“72 Seasons:” yet another disappointing Metallica release


Mikalah Owens

Thrash metal band Metallica released their 11th studio album, “72 Seasons,” April 14. While some fans are calling “72 Seasons” Metallica’s best album in a long time, the band’s new album is mediocre and more annoying than anything. The bright album cover is starkly different from the band’s other cover art with its obnoxiously loud color and doesn’t blend well with the album’s sound. (Photo from Metallica)

After 40 years of releases and four decades of being simultaneously loved and loathed, Metallica returns with their new album “72 Seasons.” 

Honestly, I’m not a big Metallica fan, but I understand their popularity. Metallica was great in the ‘80s when they took the world by storm with albums like “Master of the Puppets” and “Ride The Lightning.” Still, now, Metallica is just a parody of themselves, producing generic, regurgitated riffs and ideas. They haven’t made a good album — or even a good song — in 30 years. The music isn’t what it used to be, and the vocals just sound overworked. Metallica is seen more as a brand than a band.

Metallica completely changed metal and music itself when they released their debut album “Kill ‘Em All” in 1983. Heavily inspired by the punk band Misfits, Metallica used an intense guitar rhythm, stoic drum patterns and intimidating lyrics to catch the attention of rebellious teens in the 80s. With their iconic sound, Metallica has sold more than a million copies of each of their albums and has surpassed a billion streams on Spotify. (Graphic by Mikalah Owens, Photos from Metallica’s official website.) (Mikalah Owens)

■ Record list ■
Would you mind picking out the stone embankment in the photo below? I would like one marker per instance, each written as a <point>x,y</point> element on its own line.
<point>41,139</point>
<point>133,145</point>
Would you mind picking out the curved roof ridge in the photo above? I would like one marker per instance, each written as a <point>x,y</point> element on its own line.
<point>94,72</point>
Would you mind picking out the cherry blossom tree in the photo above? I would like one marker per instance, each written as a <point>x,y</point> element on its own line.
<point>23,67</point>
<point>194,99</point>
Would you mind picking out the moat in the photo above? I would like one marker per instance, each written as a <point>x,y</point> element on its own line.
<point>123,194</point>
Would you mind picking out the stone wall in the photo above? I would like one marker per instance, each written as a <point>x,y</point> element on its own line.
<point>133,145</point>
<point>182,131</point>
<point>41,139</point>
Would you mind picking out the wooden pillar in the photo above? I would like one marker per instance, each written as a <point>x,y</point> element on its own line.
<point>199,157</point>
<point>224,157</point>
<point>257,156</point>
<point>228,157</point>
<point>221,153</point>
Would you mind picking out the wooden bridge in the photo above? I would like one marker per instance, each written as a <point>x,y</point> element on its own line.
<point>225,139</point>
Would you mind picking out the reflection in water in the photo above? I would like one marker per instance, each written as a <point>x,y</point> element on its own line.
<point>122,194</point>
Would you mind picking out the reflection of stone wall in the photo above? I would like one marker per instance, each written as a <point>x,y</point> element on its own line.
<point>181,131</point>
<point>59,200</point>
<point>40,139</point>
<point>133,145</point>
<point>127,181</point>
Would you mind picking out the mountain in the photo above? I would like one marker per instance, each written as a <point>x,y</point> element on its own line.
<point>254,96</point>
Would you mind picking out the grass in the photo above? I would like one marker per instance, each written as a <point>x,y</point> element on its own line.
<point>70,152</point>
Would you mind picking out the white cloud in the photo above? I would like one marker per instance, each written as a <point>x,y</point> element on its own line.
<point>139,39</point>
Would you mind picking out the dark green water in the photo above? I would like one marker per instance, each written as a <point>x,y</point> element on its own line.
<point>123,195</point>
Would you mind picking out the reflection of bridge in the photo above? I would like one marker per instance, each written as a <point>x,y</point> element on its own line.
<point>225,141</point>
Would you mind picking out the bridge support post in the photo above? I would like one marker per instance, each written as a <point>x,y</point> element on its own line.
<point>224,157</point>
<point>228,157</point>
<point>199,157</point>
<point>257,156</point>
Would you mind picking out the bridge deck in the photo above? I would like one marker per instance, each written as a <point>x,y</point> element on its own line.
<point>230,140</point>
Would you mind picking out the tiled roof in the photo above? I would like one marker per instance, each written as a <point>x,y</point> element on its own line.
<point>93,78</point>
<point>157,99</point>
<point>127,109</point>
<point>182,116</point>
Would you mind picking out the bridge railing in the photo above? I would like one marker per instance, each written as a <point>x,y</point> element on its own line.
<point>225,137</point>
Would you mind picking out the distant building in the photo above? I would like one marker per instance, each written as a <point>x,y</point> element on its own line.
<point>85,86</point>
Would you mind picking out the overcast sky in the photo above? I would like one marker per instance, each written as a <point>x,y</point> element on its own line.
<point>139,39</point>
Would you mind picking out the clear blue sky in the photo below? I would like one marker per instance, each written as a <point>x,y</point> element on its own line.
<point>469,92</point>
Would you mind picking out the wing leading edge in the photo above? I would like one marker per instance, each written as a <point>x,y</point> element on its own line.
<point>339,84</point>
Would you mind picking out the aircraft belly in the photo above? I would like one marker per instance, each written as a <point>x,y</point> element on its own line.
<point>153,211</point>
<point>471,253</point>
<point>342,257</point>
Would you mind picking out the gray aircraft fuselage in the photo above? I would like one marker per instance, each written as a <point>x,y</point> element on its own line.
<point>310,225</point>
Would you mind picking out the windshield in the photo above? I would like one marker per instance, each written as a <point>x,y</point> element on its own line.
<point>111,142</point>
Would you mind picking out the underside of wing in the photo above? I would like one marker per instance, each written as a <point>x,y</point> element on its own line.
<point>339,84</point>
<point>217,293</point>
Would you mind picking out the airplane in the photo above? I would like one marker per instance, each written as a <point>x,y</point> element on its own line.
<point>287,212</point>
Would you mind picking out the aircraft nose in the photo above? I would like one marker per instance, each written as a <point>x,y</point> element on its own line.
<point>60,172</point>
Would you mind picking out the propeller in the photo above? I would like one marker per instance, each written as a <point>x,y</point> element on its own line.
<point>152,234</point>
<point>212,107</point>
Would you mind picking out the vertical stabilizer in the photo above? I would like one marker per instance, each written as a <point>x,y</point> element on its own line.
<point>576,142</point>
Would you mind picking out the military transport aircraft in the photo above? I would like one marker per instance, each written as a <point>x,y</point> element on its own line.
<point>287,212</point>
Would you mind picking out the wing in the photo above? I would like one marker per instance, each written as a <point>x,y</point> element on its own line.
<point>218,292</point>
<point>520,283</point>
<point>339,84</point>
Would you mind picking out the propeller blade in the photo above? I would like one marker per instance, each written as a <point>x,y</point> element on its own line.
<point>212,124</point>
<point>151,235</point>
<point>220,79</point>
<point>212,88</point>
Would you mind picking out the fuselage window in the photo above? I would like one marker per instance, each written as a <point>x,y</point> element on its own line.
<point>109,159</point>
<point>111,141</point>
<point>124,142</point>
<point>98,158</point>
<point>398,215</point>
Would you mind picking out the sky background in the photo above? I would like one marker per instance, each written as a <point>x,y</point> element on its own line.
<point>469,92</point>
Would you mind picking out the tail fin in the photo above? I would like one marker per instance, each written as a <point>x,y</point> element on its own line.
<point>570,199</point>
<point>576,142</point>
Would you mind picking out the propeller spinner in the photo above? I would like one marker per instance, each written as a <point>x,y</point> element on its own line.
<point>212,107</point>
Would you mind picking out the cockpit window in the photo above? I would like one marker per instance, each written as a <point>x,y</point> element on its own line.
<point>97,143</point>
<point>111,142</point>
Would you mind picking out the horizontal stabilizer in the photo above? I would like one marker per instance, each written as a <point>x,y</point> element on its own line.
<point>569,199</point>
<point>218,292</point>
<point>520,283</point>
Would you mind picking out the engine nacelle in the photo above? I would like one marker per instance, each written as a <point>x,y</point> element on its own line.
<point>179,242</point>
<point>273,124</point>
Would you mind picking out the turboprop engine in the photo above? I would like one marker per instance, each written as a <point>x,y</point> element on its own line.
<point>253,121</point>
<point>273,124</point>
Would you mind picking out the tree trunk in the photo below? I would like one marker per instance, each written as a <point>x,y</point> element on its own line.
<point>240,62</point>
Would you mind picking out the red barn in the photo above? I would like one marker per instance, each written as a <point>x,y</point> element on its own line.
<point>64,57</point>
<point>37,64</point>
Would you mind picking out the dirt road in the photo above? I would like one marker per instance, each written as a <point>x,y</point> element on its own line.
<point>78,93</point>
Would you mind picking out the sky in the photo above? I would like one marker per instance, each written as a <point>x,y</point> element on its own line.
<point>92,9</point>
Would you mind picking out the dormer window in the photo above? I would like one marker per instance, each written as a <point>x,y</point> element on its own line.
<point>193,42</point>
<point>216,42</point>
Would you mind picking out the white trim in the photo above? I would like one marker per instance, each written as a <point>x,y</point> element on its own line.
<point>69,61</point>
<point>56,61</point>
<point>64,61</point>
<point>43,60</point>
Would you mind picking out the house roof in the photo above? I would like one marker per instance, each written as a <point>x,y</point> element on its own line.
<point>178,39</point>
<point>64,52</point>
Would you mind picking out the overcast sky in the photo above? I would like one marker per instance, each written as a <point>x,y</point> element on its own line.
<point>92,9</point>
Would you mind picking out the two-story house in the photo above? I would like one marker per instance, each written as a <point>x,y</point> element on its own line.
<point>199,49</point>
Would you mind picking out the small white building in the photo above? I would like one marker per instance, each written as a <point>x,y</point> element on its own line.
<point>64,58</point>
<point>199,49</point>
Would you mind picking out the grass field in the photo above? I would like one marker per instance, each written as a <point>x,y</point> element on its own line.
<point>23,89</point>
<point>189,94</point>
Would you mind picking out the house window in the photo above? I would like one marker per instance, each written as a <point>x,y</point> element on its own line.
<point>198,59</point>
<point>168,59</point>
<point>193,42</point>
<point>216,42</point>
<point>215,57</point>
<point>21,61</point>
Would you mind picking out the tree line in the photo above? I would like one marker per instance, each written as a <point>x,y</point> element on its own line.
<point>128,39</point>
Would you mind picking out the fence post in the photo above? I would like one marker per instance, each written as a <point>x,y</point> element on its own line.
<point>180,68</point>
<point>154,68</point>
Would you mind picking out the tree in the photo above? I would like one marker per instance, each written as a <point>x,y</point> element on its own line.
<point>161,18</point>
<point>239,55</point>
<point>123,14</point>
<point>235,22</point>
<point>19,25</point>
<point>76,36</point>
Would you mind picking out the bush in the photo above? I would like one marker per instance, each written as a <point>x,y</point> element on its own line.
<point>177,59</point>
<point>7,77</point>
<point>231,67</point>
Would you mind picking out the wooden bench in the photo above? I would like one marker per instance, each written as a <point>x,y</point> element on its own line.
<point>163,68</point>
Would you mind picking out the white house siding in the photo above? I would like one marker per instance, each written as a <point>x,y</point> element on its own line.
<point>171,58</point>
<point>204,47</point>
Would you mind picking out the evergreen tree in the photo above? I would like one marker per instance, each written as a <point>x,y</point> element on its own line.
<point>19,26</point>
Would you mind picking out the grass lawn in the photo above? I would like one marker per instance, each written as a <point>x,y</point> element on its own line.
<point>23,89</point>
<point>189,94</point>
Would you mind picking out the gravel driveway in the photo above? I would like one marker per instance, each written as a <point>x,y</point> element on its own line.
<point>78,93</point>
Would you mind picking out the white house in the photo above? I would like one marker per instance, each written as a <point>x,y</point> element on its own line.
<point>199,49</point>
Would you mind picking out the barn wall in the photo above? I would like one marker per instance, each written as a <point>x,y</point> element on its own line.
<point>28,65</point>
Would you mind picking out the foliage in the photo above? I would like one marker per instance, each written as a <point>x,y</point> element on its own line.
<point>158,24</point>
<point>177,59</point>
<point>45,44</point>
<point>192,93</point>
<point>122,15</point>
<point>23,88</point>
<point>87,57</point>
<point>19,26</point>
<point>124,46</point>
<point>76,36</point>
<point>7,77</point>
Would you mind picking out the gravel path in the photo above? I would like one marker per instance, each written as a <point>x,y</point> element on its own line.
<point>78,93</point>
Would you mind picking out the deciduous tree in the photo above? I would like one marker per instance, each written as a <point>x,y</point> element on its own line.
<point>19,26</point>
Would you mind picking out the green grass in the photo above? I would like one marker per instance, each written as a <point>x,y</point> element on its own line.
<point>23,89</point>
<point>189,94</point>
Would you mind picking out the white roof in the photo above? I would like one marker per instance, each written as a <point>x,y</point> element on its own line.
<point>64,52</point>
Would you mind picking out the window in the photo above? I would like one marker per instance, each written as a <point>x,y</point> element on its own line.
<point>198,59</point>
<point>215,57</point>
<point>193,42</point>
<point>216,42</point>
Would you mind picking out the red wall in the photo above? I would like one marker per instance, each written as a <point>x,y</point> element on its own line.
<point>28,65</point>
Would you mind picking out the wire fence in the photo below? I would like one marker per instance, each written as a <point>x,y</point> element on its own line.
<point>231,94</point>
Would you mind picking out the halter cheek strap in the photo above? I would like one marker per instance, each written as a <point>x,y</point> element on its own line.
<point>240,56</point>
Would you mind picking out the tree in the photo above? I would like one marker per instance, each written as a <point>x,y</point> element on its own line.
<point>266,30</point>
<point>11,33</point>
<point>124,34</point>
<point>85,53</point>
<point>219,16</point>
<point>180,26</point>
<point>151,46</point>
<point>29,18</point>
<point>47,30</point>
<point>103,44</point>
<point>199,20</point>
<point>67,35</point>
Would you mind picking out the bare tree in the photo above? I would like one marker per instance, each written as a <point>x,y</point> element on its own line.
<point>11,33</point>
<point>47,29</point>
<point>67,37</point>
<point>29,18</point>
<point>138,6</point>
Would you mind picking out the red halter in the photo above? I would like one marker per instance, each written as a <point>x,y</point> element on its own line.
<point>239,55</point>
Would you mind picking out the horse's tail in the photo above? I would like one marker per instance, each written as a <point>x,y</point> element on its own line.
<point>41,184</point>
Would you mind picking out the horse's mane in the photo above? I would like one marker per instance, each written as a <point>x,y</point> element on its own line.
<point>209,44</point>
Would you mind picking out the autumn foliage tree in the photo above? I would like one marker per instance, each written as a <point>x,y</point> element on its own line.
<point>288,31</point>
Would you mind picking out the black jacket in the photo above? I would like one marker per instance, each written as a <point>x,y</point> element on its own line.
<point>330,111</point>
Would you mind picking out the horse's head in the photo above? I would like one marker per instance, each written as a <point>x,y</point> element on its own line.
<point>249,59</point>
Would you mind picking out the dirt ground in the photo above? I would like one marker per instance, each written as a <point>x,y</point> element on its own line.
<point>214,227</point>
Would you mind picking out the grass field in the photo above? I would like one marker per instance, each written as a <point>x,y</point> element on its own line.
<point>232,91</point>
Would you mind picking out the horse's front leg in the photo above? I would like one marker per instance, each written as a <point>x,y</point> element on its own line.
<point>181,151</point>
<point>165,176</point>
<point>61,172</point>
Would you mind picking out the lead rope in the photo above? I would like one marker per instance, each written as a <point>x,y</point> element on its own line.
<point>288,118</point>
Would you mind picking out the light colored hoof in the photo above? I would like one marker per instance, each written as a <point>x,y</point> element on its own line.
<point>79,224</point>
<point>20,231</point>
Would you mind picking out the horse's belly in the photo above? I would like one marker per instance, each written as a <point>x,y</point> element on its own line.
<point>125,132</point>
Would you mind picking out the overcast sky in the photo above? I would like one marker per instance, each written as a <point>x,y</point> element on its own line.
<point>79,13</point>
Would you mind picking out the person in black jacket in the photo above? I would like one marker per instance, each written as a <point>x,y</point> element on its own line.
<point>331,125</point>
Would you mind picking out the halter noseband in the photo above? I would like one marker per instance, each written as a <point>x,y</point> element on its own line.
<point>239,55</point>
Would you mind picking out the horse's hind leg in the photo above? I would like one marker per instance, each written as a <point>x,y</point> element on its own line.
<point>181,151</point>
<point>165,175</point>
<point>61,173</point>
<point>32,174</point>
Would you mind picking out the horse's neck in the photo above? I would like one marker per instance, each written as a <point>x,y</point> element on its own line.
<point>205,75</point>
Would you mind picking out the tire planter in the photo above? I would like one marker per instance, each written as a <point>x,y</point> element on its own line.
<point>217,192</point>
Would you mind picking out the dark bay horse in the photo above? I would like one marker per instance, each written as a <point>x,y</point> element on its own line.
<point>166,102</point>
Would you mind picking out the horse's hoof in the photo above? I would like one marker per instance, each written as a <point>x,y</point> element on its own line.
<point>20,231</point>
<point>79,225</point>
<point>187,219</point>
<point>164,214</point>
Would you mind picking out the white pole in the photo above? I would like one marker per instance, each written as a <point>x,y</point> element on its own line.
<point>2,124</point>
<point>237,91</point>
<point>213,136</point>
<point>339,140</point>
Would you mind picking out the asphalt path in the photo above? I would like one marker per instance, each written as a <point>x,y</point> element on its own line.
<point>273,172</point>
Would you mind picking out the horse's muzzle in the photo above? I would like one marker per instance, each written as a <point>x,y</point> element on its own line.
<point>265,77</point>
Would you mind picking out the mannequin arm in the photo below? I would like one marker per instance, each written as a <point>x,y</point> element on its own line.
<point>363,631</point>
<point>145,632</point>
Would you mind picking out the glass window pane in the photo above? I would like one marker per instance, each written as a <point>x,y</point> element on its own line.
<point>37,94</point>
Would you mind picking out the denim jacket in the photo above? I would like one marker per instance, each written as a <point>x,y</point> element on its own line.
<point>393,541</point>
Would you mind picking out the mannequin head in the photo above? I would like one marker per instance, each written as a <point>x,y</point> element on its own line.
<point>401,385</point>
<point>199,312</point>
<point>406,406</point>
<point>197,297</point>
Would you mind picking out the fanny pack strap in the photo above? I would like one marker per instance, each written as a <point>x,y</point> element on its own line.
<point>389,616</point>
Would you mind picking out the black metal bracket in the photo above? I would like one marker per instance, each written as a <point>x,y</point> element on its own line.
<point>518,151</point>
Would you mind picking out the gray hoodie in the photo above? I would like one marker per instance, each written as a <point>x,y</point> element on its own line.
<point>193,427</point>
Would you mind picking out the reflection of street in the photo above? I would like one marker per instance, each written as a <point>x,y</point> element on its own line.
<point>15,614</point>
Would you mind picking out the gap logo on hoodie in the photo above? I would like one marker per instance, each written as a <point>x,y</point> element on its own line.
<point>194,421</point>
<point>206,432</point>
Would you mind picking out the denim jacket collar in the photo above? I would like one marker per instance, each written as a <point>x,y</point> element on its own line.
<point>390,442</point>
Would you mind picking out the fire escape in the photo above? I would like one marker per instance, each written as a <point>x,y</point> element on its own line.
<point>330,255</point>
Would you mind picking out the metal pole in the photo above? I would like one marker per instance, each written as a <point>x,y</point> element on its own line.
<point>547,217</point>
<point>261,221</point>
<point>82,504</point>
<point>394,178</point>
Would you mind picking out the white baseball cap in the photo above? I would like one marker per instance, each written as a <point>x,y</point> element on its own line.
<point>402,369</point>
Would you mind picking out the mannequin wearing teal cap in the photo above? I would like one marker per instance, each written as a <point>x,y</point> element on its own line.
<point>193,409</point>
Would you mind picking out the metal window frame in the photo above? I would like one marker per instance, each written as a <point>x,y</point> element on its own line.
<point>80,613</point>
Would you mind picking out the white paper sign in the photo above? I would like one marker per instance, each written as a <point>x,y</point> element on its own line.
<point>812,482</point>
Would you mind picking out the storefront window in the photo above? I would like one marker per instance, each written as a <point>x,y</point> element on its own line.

■ Do this ■
Carry the review of Metallica's "72 Seasons" forward from its final sentence. The listing has no connection to the review of Metallica's album "72 Seasons."

■ Result ■
“72 Seasons” matched my low expectations with a dim 77-minute runtime. Even though they’re known for their long guitar solos and heavy music composition, this album just sounds like one big, tedious song that you don’t ever want to hear again. The fact that fans and critics, especially metal critics, aren’t tearing this album apart has me in utter shock. 

From a musical standpoint, “72 Seasons” is not awful. However, it is very generic. The only thing that hasn’t been boring in Metallica is the riffs written by guitarist Kirk Hammett. Hammett has never been a weak member of Metallica. His solos on iconic songs like “One” and “Wherever I May Roam” never fail to take my breath away. On the other hand, drummer and co-founder Lars Ulrich is a weak, stiff and overall awful drummer. I’ve never listened to a Metallica song and been like, ‘Wow! I love that drum pattern!’ No, it’s the opposite: I’ve rolled my eyes and vocalized my immense dislike for Ulrich. Meanwhile, bassist Robert Trujillo is just . . . there — nothing bad, nothing great. That said, what mainly falls short in “72 Seasons” is singer, lyricist and guitarist James Hetfield. It feels like Hammett, Ulrich and Trujillo tried resurrecting something similar to old Metallica with “72 Seasons,” but Hetfield wasn’t up to the task.

Truthfully, Hetfield isn’t a talented enough wordsmith or singer to overcome the mediocrity of the music on “72 Seasons.” The album’s lyrics fall short, notably in the third track, “Screaming Suicide.” With an intense title, I was expecting something to rock me to my core and make me stare at my wall for an hour. Instead, Hetfield writes, “Then a voice appears/ Whispers in your ears/‘You are good enough.’” The lyrics sound like something on an inspirational poster for a counselor’s office instead of something that’s supposed to be insightful for the listener. 

Trujillo gets a shot at some backup vocals on track five, “You Must Burn!” Like Layne Staley and Jerry Cantrell harmonized in the grunge band Alice In Chains, Trujillo and Hetfield harmonize on the track. They don’t work nearly as well as the iconic grunge duo, but it was a nice attempt. I was taken aback for a second because, surprisingly, it wasn’t completely dreadful. I didn’t enjoy it, but Metallica hasn’t had a new element added to their work in years, so the duet was a nice refresher from just thrash metal.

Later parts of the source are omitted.